EXCERPTED TEXT
# # #
I too was an “unattended” child. Mornings, by myself, I set out roaming the confines of the city block where I lived. The day was magical, as it can be for children – holes to dig and games to be played. I returned for lunch or to obey my mother’s injunction to be home when “the lights went on.”

Neighbors looked after one another’s children. If I was seen doing something I shouldn’t be doing, I was promptly disciplined. I was told to stop or my parents would be told. Possibly, if the act was egregious enough, they would rub their two index finger at me and say: “Shame, shame.” And I felt ashamed. It seems today’s parents think shaming irrevocably harms a child’s self-concept. Does it? I wonder.

Hillary Clinton wrote a book titled It Takes a Village: And Other Lessons Children Teach Us. Well, it takes a village, but it also takes a mom and dad.
# # #
SET TASKS
1 – In the childhood excerpt, when did the mother want the writer home?
2 – Sum up the childhood excerpt in two sentences.
3 – Please reproduce the childhood excerpt between "Neighbors looked after" and "it? I wonder.", inclusive.
The lines after the childhood excerpt are separate material.

SUPPLIED ENTRIES
# # #
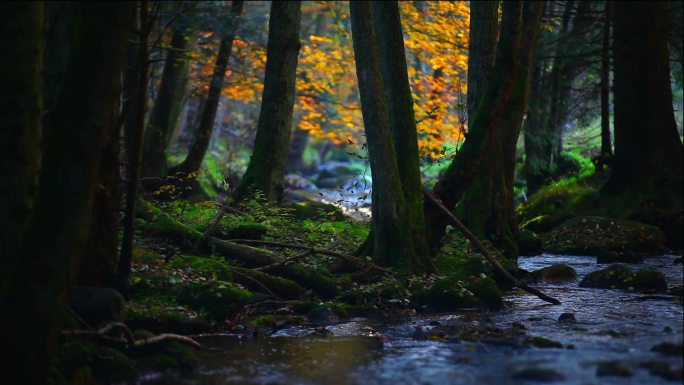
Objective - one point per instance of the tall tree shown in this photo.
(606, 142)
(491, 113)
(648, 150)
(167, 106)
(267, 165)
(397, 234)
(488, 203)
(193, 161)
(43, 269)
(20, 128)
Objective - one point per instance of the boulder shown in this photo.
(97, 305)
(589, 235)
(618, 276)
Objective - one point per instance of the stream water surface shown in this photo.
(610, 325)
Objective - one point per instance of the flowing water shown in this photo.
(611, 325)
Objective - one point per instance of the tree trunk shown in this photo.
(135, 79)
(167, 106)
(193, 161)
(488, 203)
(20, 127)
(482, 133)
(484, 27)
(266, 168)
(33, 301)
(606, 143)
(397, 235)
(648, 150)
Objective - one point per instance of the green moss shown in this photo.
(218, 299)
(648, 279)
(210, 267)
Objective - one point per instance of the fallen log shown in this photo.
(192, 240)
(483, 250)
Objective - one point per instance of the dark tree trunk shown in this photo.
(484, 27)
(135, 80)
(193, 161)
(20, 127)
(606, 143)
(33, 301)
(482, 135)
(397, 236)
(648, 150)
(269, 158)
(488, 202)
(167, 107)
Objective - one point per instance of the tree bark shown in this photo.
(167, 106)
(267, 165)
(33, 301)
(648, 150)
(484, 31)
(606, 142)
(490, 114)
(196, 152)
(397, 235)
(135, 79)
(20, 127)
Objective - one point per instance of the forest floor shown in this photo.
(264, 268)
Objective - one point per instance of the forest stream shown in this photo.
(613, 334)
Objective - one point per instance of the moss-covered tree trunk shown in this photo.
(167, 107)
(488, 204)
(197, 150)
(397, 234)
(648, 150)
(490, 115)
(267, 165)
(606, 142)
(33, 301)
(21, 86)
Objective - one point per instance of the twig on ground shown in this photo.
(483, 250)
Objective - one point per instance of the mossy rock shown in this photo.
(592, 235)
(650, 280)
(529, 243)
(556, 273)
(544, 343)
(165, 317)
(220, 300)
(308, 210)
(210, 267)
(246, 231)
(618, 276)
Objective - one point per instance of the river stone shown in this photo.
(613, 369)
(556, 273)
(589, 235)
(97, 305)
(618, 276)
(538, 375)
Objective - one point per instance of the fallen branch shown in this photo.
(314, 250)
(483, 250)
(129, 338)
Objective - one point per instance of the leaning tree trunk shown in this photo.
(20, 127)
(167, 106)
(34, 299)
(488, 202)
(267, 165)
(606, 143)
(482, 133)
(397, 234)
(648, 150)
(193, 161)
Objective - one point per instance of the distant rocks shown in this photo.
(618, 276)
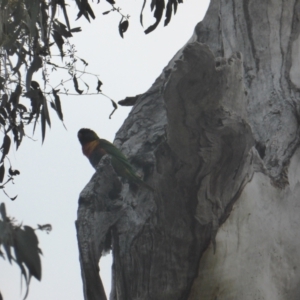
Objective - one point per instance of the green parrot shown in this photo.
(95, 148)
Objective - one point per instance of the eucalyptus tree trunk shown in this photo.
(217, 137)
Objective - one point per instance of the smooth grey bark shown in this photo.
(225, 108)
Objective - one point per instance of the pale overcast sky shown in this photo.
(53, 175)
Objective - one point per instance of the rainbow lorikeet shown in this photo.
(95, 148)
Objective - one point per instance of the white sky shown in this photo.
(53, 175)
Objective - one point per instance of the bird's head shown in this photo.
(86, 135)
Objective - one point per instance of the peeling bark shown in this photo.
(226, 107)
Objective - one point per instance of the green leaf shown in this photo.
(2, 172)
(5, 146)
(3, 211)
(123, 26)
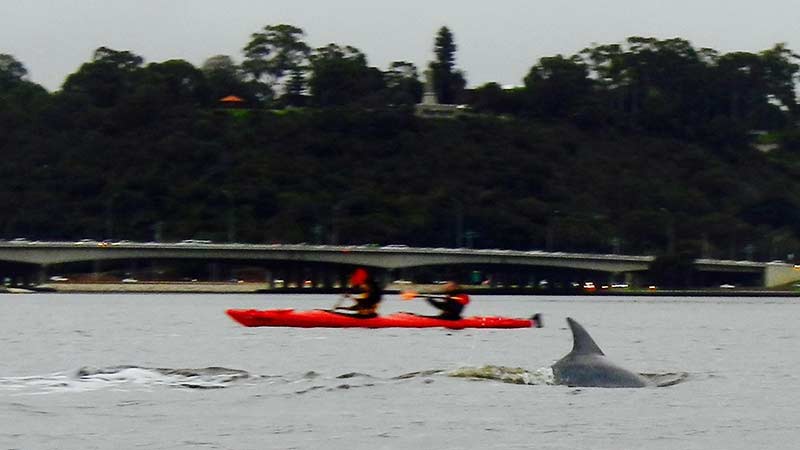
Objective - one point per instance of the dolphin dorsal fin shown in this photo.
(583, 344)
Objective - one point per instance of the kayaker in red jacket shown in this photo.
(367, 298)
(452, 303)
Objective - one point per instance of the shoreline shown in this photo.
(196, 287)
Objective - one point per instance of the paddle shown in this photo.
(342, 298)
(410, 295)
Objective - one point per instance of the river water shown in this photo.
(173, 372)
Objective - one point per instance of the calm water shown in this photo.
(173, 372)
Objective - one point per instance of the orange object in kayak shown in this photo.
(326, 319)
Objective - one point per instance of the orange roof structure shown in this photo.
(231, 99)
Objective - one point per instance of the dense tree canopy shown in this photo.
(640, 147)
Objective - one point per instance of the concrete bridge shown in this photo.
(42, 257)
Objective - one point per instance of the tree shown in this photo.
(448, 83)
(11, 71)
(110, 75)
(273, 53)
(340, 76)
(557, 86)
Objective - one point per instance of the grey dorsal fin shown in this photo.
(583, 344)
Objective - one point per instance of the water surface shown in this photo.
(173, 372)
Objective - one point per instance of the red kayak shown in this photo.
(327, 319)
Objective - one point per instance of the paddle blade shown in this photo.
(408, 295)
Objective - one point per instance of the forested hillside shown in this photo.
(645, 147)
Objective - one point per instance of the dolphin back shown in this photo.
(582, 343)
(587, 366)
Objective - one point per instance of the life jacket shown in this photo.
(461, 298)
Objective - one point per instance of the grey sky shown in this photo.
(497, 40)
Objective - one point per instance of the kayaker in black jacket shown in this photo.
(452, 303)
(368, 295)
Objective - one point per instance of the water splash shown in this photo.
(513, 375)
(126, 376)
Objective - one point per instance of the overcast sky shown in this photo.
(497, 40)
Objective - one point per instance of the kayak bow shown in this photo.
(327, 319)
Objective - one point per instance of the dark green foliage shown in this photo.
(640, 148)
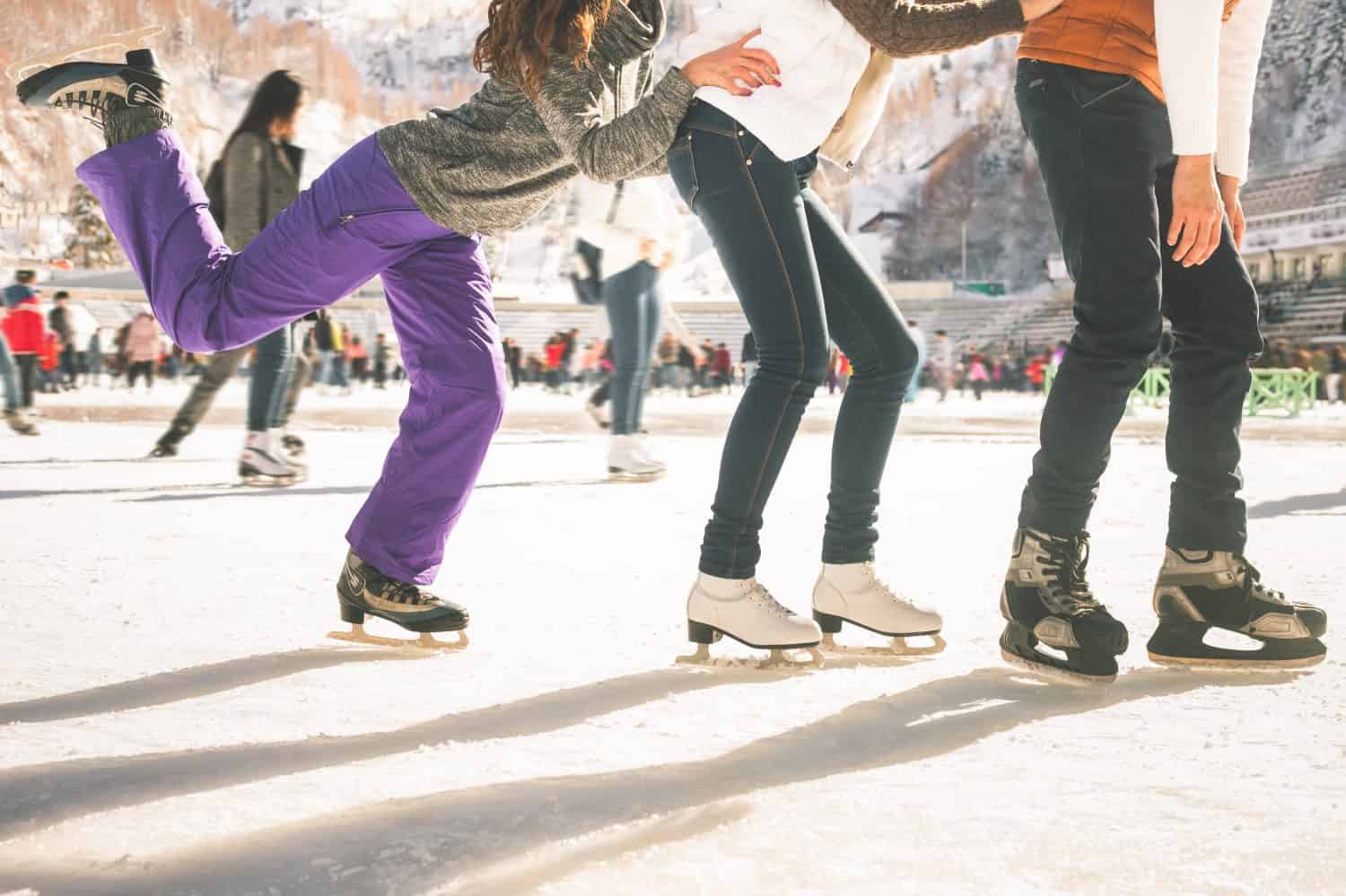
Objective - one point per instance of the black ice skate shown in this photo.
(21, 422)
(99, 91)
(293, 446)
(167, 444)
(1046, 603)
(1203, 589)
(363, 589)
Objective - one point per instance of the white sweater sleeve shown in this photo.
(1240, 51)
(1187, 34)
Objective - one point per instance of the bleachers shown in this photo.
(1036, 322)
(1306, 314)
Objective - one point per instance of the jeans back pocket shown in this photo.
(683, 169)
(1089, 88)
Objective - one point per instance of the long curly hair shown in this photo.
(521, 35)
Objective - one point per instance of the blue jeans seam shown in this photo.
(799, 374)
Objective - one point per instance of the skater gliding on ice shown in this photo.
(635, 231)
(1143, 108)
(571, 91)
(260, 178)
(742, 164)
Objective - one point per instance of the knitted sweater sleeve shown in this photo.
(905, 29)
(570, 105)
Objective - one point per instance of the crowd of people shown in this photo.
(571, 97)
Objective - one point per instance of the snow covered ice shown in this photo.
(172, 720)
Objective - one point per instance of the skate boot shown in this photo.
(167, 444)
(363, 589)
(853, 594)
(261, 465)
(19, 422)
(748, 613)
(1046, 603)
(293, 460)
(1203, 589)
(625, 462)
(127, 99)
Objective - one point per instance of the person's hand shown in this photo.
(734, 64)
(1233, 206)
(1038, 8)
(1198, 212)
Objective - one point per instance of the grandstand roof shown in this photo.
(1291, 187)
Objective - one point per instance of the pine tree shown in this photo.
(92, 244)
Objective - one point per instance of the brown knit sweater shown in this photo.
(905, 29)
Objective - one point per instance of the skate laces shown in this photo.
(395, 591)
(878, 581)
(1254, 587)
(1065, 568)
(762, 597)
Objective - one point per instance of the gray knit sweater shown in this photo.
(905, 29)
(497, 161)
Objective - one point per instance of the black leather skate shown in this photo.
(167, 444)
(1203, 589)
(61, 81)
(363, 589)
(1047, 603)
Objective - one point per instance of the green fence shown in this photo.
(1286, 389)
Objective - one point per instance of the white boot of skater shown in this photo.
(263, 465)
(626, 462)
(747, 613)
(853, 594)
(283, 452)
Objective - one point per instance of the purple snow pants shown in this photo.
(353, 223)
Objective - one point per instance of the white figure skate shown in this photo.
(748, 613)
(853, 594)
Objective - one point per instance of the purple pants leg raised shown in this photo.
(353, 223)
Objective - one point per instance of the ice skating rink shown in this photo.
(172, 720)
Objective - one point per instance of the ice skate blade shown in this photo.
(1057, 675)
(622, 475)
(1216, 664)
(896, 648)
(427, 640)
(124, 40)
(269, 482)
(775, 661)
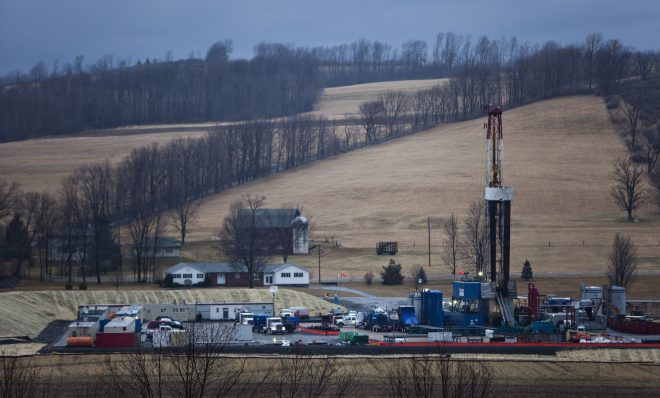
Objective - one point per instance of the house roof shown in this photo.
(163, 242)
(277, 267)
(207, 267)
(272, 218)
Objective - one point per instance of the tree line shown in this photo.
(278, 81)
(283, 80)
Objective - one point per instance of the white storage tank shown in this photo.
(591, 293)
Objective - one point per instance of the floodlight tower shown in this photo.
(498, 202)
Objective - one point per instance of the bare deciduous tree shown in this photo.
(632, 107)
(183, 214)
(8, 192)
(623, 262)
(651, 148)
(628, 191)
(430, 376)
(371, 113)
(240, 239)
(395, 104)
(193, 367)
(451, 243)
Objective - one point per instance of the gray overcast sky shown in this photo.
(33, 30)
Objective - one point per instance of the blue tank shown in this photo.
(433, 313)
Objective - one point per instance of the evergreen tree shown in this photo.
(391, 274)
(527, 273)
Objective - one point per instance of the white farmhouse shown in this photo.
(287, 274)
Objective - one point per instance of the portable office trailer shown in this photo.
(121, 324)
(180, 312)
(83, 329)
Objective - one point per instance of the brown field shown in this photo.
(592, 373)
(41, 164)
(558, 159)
# # #
SOLUTIONS IN ORDER
1 – When "the lights went on."

2 – The writer recalls being an unattended child who roamed the city block alone and came home for lunch or when the lights went on, while neighbors looked after and disciplined one another's children, sometimes by shaming. The writer wonders whether shaming harms a child's self-concept, as today's parents seem to think, and adds that it takes a village but also a mom and dad.

3 –
Neighbors looked after one another’s children. If I was seen doing something I shouldn’t be doing, I was promptly disciplined. I was told to stop or my parents would be told. Possibly, if the act was egregious enough, they would rub their two index finger at me and say: “Shame, shame.” And I felt ashamed. It seems today’s parents think shaming irrevocably harms a child’s self-concept. Does it? I wonder.